=== Information given ===
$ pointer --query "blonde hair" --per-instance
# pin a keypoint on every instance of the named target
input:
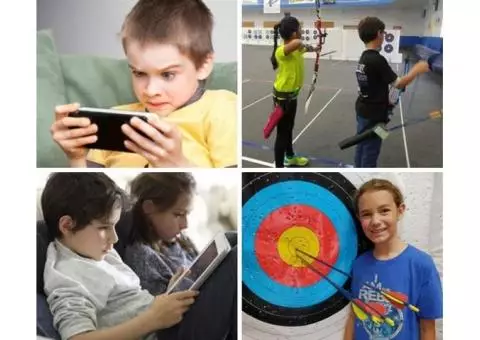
(377, 184)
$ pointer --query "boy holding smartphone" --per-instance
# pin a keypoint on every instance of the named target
(168, 46)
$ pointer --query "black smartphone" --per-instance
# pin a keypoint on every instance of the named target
(109, 122)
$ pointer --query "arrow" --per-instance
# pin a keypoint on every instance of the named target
(397, 299)
(361, 307)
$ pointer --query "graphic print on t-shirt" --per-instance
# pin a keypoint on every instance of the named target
(380, 331)
(362, 80)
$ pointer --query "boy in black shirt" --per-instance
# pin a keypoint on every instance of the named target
(374, 76)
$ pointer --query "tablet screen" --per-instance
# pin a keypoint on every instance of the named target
(197, 268)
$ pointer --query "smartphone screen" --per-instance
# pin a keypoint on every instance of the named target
(110, 134)
(198, 267)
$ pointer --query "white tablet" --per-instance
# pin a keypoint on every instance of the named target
(204, 264)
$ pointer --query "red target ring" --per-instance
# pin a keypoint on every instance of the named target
(281, 220)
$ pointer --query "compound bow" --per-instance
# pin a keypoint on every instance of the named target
(321, 41)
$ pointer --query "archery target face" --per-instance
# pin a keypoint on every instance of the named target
(287, 211)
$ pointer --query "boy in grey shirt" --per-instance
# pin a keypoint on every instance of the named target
(92, 294)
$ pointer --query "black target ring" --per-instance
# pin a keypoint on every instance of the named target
(389, 37)
(265, 311)
(388, 48)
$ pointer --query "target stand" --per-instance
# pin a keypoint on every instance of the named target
(287, 211)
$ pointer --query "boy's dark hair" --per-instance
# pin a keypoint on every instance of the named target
(84, 197)
(369, 27)
(164, 190)
(286, 27)
(187, 24)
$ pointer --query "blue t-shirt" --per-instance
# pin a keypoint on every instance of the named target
(413, 274)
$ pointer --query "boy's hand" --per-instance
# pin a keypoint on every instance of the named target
(167, 309)
(72, 133)
(162, 148)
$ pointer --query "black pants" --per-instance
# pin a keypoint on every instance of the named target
(283, 141)
(213, 316)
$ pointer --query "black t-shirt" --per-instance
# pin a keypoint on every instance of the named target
(373, 77)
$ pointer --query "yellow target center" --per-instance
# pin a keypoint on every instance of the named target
(298, 237)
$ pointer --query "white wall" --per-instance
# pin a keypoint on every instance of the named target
(92, 26)
(216, 198)
(433, 20)
(410, 19)
(422, 226)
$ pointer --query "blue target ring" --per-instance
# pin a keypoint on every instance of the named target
(331, 195)
(279, 195)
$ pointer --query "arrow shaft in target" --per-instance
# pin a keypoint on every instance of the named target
(347, 295)
(396, 301)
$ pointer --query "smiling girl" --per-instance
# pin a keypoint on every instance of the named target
(393, 266)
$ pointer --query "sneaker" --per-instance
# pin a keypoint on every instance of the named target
(295, 161)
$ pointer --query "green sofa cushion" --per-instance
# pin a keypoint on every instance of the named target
(97, 81)
(50, 92)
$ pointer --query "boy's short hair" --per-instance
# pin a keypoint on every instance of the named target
(187, 24)
(368, 28)
(84, 197)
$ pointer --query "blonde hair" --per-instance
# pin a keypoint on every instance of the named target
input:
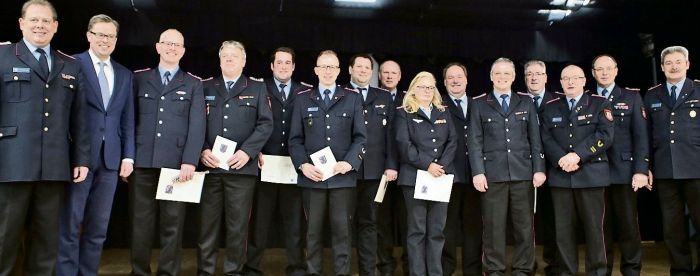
(410, 103)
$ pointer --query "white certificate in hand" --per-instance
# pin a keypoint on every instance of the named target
(223, 149)
(325, 162)
(381, 190)
(278, 169)
(171, 189)
(433, 188)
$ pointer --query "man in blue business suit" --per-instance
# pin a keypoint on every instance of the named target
(110, 123)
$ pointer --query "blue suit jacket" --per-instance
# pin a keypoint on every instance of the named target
(115, 123)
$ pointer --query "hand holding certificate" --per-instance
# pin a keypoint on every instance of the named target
(429, 187)
(171, 189)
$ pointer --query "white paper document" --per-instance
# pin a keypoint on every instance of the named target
(278, 169)
(381, 190)
(223, 149)
(171, 189)
(433, 188)
(325, 162)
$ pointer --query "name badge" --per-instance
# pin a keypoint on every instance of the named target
(20, 70)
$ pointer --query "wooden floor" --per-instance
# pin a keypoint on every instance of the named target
(116, 261)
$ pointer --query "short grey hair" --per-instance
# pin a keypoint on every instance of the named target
(233, 43)
(675, 49)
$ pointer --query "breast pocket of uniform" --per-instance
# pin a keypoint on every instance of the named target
(180, 103)
(146, 102)
(17, 87)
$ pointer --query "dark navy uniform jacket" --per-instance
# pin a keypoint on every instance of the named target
(378, 111)
(43, 133)
(675, 131)
(170, 120)
(587, 131)
(340, 127)
(282, 116)
(629, 153)
(460, 123)
(505, 146)
(242, 115)
(422, 140)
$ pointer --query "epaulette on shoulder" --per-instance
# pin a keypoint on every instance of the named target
(194, 76)
(552, 100)
(65, 55)
(655, 86)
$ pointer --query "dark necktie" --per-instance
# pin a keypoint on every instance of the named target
(573, 103)
(282, 94)
(673, 95)
(504, 103)
(43, 62)
(166, 78)
(458, 102)
(326, 97)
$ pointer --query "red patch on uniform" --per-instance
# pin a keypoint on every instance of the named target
(608, 114)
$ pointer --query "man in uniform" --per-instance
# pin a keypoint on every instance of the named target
(378, 110)
(577, 129)
(110, 119)
(271, 198)
(672, 109)
(628, 158)
(506, 158)
(535, 81)
(170, 128)
(464, 208)
(44, 142)
(392, 210)
(328, 116)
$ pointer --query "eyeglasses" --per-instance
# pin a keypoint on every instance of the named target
(327, 67)
(425, 88)
(530, 75)
(172, 44)
(567, 79)
(103, 36)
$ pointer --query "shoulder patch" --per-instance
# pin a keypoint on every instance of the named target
(194, 76)
(64, 54)
(655, 86)
(552, 100)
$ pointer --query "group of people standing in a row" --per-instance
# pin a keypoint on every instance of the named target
(70, 126)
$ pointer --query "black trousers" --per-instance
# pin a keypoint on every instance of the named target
(145, 212)
(544, 218)
(391, 227)
(463, 227)
(501, 198)
(29, 213)
(285, 200)
(621, 224)
(425, 237)
(366, 217)
(674, 196)
(338, 205)
(588, 206)
(227, 197)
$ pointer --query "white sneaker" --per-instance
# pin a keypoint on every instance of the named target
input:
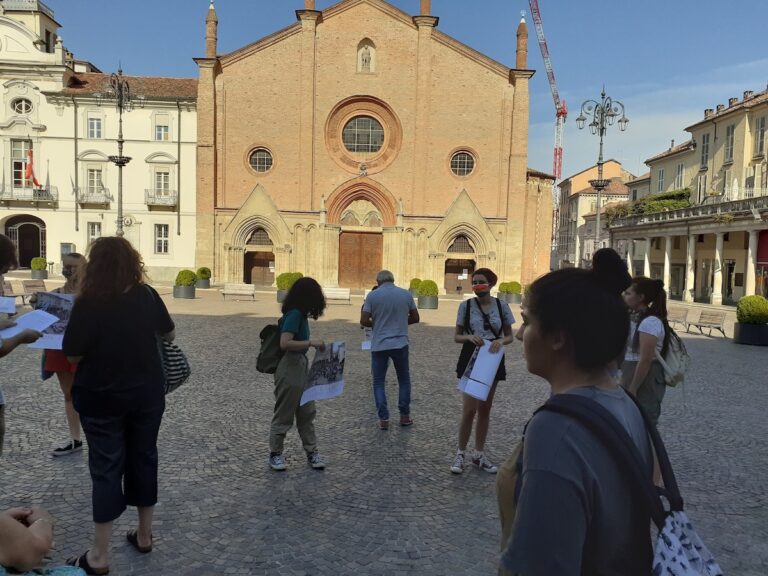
(483, 463)
(458, 463)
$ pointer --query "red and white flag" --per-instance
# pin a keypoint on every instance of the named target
(30, 173)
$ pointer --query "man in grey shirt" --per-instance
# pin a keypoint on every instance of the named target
(389, 310)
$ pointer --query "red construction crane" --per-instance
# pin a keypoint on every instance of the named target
(561, 113)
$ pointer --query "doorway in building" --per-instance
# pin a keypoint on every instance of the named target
(28, 234)
(360, 257)
(259, 268)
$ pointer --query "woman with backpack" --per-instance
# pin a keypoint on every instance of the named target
(480, 319)
(642, 374)
(305, 299)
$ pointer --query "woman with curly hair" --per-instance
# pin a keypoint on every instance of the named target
(305, 299)
(118, 390)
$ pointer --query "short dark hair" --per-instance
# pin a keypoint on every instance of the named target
(8, 255)
(306, 296)
(586, 308)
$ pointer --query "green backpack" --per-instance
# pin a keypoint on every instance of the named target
(270, 352)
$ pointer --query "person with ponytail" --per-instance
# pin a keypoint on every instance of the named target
(642, 374)
(480, 319)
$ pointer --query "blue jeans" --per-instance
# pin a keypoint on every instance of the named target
(379, 365)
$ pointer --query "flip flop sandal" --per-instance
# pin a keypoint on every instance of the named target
(82, 563)
(133, 539)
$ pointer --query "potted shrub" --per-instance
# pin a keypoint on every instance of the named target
(39, 267)
(284, 282)
(203, 278)
(751, 321)
(185, 284)
(427, 297)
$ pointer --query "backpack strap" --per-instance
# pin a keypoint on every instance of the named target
(615, 438)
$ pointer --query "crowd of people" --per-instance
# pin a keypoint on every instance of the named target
(564, 504)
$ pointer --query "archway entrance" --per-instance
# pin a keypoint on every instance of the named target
(259, 260)
(28, 234)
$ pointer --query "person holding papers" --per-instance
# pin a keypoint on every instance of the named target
(480, 319)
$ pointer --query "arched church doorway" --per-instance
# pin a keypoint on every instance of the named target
(361, 245)
(259, 260)
(28, 234)
(458, 270)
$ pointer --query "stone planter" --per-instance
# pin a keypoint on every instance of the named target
(427, 302)
(751, 334)
(184, 292)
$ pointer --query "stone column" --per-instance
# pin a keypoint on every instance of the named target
(749, 276)
(717, 288)
(690, 264)
(647, 258)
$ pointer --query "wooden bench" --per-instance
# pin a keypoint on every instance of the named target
(710, 319)
(677, 315)
(338, 295)
(239, 290)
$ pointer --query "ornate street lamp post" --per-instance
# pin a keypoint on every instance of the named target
(603, 114)
(120, 91)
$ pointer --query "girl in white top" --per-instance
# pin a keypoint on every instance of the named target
(642, 375)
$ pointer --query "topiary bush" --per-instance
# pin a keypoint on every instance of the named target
(204, 273)
(186, 278)
(752, 310)
(287, 279)
(38, 263)
(428, 288)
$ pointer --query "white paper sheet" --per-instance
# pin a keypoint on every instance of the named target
(326, 375)
(481, 371)
(7, 305)
(35, 320)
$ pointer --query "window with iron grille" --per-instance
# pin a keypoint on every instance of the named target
(162, 238)
(363, 134)
(260, 238)
(461, 244)
(261, 160)
(462, 163)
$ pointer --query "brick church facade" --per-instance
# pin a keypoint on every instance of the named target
(361, 138)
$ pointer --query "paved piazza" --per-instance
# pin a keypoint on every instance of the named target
(387, 503)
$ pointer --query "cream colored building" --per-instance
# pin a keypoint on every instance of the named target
(56, 112)
(577, 199)
(359, 138)
(717, 250)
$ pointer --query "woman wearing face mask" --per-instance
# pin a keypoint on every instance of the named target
(54, 361)
(479, 319)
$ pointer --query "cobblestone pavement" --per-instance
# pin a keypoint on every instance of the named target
(387, 503)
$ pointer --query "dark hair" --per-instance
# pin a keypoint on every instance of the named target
(607, 263)
(489, 275)
(580, 304)
(114, 266)
(655, 299)
(8, 253)
(306, 296)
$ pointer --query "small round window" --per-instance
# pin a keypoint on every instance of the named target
(22, 106)
(261, 160)
(462, 163)
(363, 134)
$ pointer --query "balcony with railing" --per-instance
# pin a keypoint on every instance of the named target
(40, 196)
(161, 197)
(95, 196)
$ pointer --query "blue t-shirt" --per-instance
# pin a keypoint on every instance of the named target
(295, 323)
(389, 307)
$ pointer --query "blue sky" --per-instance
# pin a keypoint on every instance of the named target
(666, 60)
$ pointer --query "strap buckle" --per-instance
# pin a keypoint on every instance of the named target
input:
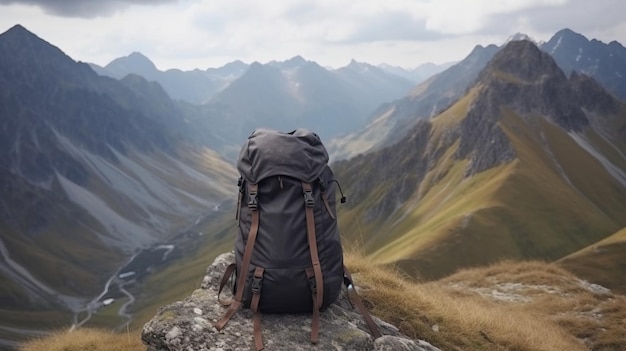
(313, 285)
(308, 198)
(253, 201)
(257, 284)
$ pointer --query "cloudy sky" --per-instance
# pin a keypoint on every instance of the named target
(190, 34)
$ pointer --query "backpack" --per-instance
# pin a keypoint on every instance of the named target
(288, 253)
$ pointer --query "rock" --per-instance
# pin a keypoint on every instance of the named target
(180, 326)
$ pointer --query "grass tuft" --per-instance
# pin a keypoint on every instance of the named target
(86, 340)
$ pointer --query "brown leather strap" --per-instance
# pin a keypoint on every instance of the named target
(228, 273)
(359, 303)
(310, 230)
(254, 306)
(245, 262)
(315, 321)
(239, 198)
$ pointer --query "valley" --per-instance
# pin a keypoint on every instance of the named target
(115, 196)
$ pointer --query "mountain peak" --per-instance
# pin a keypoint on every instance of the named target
(518, 37)
(523, 59)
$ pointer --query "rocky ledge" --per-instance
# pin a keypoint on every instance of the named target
(188, 325)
===
How many lines in the rows above contain the string "black"? Reply with the number only.

6